● Input material:
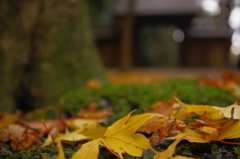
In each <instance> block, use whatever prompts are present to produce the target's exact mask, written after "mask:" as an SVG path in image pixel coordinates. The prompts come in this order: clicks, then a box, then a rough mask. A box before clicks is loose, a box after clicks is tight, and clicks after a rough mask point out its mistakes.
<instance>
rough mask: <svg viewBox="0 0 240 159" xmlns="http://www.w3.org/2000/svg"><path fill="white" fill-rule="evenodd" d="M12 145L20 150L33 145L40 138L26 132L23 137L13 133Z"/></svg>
mask: <svg viewBox="0 0 240 159" xmlns="http://www.w3.org/2000/svg"><path fill="white" fill-rule="evenodd" d="M10 139H11V143H10V145H11V147H12V148H14V149H18V150H23V149H25V148H27V147H31V146H32V145H33V144H34V143H36V142H37V141H38V140H37V139H36V137H35V136H34V135H32V134H30V133H24V134H23V136H22V137H21V138H18V137H16V136H13V135H11V136H10Z"/></svg>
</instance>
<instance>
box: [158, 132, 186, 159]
mask: <svg viewBox="0 0 240 159" xmlns="http://www.w3.org/2000/svg"><path fill="white" fill-rule="evenodd" d="M185 136H186V135H184V134H181V135H179V138H178V139H177V140H176V141H174V142H173V143H172V144H171V145H170V146H169V147H168V148H167V149H166V150H164V151H163V152H160V153H157V154H156V155H155V156H154V159H168V158H170V157H172V155H173V153H174V152H175V148H176V146H177V144H178V143H179V142H180V141H181V140H182V139H183V138H184V137H185Z"/></svg>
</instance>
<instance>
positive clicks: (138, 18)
mask: <svg viewBox="0 0 240 159" xmlns="http://www.w3.org/2000/svg"><path fill="white" fill-rule="evenodd" d="M102 2H103V1H102ZM105 3H113V2H107V1H106V2H105ZM114 3H115V4H113V6H114V7H113V8H112V5H106V4H105V7H106V9H104V2H103V4H102V6H103V8H102V10H101V11H100V12H99V13H98V14H97V16H94V17H95V18H96V17H98V23H97V21H95V24H94V31H95V37H96V40H97V45H98V47H99V48H100V52H101V55H102V57H103V61H104V63H105V65H106V66H107V67H119V66H120V67H125V66H131V67H132V66H134V67H135V66H136V67H228V66H234V67H237V65H238V62H237V61H238V55H239V52H240V50H239V40H240V39H239V21H240V20H239V17H238V15H239V11H238V10H239V8H238V7H239V0H232V1H230V0H168V1H158V0H148V1H144V0H135V1H133V2H131V1H128V0H117V1H114ZM99 6H100V5H99ZM107 8H109V9H107ZM95 20H96V19H95ZM126 23H128V24H126ZM104 24H105V25H104ZM126 25H128V26H126ZM127 29H129V30H131V31H129V32H128V31H127ZM124 32H128V33H130V34H131V35H127V36H128V37H127V38H126V37H123V36H126V35H125V34H124ZM233 33H234V35H233ZM232 35H233V36H232ZM124 40H125V41H128V43H129V44H128V45H127V44H125V45H124V44H123V43H124V42H123V41H124ZM122 46H124V47H129V48H128V49H127V48H126V49H125V50H124V48H121V47H122Z"/></svg>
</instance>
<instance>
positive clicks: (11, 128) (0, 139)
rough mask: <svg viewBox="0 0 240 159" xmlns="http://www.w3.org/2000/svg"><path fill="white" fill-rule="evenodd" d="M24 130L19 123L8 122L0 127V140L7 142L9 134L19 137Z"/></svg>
mask: <svg viewBox="0 0 240 159" xmlns="http://www.w3.org/2000/svg"><path fill="white" fill-rule="evenodd" d="M25 131H26V128H24V127H23V126H21V125H17V124H10V125H8V126H6V127H5V128H2V129H0V142H2V143H5V142H7V141H8V140H9V139H10V136H11V135H12V136H15V137H17V138H19V139H20V138H21V137H22V136H23V133H24V132H25Z"/></svg>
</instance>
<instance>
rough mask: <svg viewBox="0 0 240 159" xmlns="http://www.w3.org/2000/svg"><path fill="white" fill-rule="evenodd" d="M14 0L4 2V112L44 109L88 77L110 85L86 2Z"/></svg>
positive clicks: (41, 0)
mask: <svg viewBox="0 0 240 159" xmlns="http://www.w3.org/2000/svg"><path fill="white" fill-rule="evenodd" d="M12 1H14V2H12ZM12 1H11V2H9V0H3V1H1V2H0V6H1V8H0V10H2V9H5V10H3V14H0V21H2V22H3V24H4V25H2V26H1V28H0V30H1V32H0V33H1V35H3V36H1V37H0V44H1V45H0V53H1V54H0V56H2V57H3V58H2V57H1V59H0V60H1V61H0V62H1V64H0V65H1V68H2V69H1V70H0V71H1V72H0V73H1V74H2V77H3V78H1V79H0V80H2V81H0V82H1V84H0V88H1V91H0V95H1V99H2V100H1V103H0V104H1V107H0V108H1V111H6V110H8V111H11V110H14V109H16V108H21V109H23V110H31V109H34V108H37V107H42V106H45V105H47V104H51V103H54V102H57V101H58V99H59V98H60V97H61V96H62V95H63V94H64V93H65V92H67V91H70V90H74V89H77V88H80V87H81V86H82V85H83V84H84V83H85V82H86V81H87V80H88V79H90V78H98V79H100V80H102V81H103V82H105V81H106V76H105V72H104V67H103V64H102V63H101V60H100V57H99V54H98V50H97V49H96V46H95V44H94V39H93V36H92V33H91V27H90V21H89V17H88V14H87V7H86V5H85V1H84V0H71V1H64V0H37V1H30V0H24V1H21V2H18V1H17V0H12ZM4 105H6V107H4Z"/></svg>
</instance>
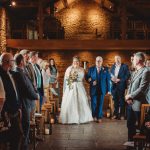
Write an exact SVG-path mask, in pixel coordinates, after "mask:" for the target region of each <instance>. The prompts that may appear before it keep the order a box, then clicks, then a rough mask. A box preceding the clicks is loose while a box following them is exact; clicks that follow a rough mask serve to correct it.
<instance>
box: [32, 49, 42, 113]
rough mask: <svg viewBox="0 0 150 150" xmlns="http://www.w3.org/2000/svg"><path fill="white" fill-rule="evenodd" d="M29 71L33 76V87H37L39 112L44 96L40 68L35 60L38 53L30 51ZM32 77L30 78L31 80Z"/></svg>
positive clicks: (36, 61)
mask: <svg viewBox="0 0 150 150" xmlns="http://www.w3.org/2000/svg"><path fill="white" fill-rule="evenodd" d="M30 58H31V59H30V63H31V65H30V69H31V68H32V72H33V74H31V75H34V76H33V77H34V79H33V80H34V82H35V85H36V87H37V91H38V93H39V95H40V106H39V111H41V107H42V104H43V96H44V89H43V77H42V73H41V68H40V66H39V65H38V64H37V60H38V53H37V52H36V51H32V52H30ZM33 77H32V78H33Z"/></svg>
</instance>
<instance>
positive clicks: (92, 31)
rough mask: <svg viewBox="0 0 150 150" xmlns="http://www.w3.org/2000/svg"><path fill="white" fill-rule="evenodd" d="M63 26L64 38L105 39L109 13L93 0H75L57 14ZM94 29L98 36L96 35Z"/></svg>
mask: <svg viewBox="0 0 150 150" xmlns="http://www.w3.org/2000/svg"><path fill="white" fill-rule="evenodd" d="M57 18H58V19H59V20H60V21H61V23H62V26H64V28H65V38H66V39H81V40H84V39H106V38H107V37H108V32H109V30H110V22H111V13H108V11H106V10H104V9H103V8H101V7H100V6H99V4H98V3H96V2H95V1H94V0H76V1H75V2H73V3H71V4H70V5H69V8H65V9H63V10H62V11H60V12H59V13H58V14H57ZM96 29H97V31H98V32H97V33H98V36H96Z"/></svg>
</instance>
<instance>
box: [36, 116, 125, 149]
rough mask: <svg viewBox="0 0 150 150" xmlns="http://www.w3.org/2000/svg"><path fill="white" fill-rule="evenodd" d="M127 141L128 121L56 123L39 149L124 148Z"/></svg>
mask: <svg viewBox="0 0 150 150" xmlns="http://www.w3.org/2000/svg"><path fill="white" fill-rule="evenodd" d="M126 141H127V128H126V121H121V120H110V119H104V120H103V122H102V123H101V124H98V123H95V122H91V123H89V124H82V125H61V124H55V125H53V133H52V135H47V136H45V141H44V142H40V143H39V144H38V146H37V150H124V149H125V148H126V147H125V146H123V143H124V142H126Z"/></svg>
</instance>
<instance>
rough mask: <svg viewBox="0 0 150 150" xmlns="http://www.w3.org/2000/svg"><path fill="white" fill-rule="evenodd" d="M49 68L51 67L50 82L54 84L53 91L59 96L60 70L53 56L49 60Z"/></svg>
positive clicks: (50, 68)
mask: <svg viewBox="0 0 150 150" xmlns="http://www.w3.org/2000/svg"><path fill="white" fill-rule="evenodd" d="M49 64H50V65H49V69H50V80H49V83H50V84H52V86H53V87H52V88H51V91H52V93H53V94H54V95H56V96H58V94H59V83H58V76H59V73H58V70H57V67H56V64H55V60H54V59H53V58H51V59H50V60H49Z"/></svg>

● Work item: From the data above, reproduce word for word the lines running from the line with "130L19 123L8 122L0" to the line with "0L4 2V112L44 109L88", ends included.

● Your response:
rough mask: <svg viewBox="0 0 240 159" xmlns="http://www.w3.org/2000/svg"><path fill="white" fill-rule="evenodd" d="M24 130L19 123L8 122L0 127V140L7 142L9 134L19 137Z"/></svg>
mask: <svg viewBox="0 0 240 159" xmlns="http://www.w3.org/2000/svg"><path fill="white" fill-rule="evenodd" d="M25 131H26V128H24V127H23V126H21V125H17V124H10V125H8V126H6V127H5V128H2V129H0V142H2V143H5V142H7V141H8V140H9V139H10V136H11V135H12V136H15V137H17V138H19V139H20V138H21V137H22V136H23V133H24V132H25Z"/></svg>
</instance>
<instance>
rough mask: <svg viewBox="0 0 240 159" xmlns="http://www.w3.org/2000/svg"><path fill="white" fill-rule="evenodd" d="M14 0L4 2V112L44 109L88 77L110 85L86 2Z"/></svg>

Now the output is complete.